TEXT SHOWN:

★ ★ ★ ★ ★

04/03/2025
MOST RECENT LEGISLATIVE UPDATE:
Despite total opposition from NH’s EMS providers, fire chiefs and municipal association members and over 600 petition signers, the NH House passed House Bill 316. The bill mandates the end of ‘balance billing’ for all NH ground ambulance providers without ensuring sustainable reimbursement rates for those providers. NH Ambulance providers will no longer be able to ‘balance bill’ when commercial insurance carriers pay less than the cost of the actual service provided. The bill now heads to the NH Senate for their review.
Here’s a breakdown of the key concerns:
1. The Impact of Ending Balance Billing
- Balance billing occurs when a ground ambulance provider bills a patient for the costs not ‘covered’ by their insurance. All parties want it to end.
- HB.316 mandates eliminating this practice, meaning ambulance providers can no longer charge patients directly for uncovered costs or below cost reimbursement.
- Without a neutral funding mechanism, this new mandate will leave ground ambulance providers with more reimbursement shortfalls, especially when insurers set low rates to increase their profits and maximize shareholder returns.
2. The Financial Void
- The NHAA maintains that HB.316 protects insurers but doesn’t provide sustainable ground ambulance reimbursement rates. It is a pro-insurance bill.
- If commercial insurance companies pay only at Medicare or only slightly above Medicare rates, this will create significant added financial strain for all NH ground ambulance providers leading to higher property taxes - all to keep for profit commercial insurance rates low.
- Ambulance providers already struggle with below cost Medicaid and Medicare reimbursements – which currently reimburse at less than half of actual costs – and are at severe risk of being reduced even further.

★ ★ ★ ★ ★

WHAT YOU WILL DO: Resume the New Hampshire ambulance balance billing update from the point where it stops. The records have nothing to do with this.

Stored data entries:
★ ★ ★ ★ ★

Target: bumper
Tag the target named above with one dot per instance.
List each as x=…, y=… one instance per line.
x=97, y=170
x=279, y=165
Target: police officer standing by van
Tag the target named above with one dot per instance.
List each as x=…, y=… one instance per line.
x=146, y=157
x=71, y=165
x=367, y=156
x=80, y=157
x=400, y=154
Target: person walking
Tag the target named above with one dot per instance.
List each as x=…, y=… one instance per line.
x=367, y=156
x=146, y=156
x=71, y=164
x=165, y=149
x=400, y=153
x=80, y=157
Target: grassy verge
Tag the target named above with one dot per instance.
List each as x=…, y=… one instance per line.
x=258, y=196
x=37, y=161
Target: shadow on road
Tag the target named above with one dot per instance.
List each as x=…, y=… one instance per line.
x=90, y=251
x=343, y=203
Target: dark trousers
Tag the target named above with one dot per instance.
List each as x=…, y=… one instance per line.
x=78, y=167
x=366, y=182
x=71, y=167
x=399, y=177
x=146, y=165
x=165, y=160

★ ★ ★ ★ ★

RESPONSE TO THIS EXERCISE:
3. Serious Risks to Ambulance Services
- The NHAA warns that added inadequate funding could lead to More financial instability, forcing more NH ground ambulance services to close or reduce operations; Increased property taxes, as municipalities will need to increase subsidies of emergency medical services (EMS) to compensate for the additional lost revenue; longer response times and reduced ambulance availability, impacting patient care, wait times and emergency response efficiency.
4. What the NH Senate Could Do
- The NHAA is advocating for an amendment that sets the minimum commercial insurance reimbursement rate in line with the 325% of Medicare benchmark seen in successful legislation in currently more than a dozen other states. This 325% rate recognizes the cost sharing inequity challenges facing ambulance providers and is proven to provide neutral reimbursement levels after ending balance billing. It also allows ambulance providers to eliminate balance billing while preserving affordable insurance premium rates for consumers.
The NHAA urges the NH Senate leadership to amend the required minimum reimbursement amount of this bill.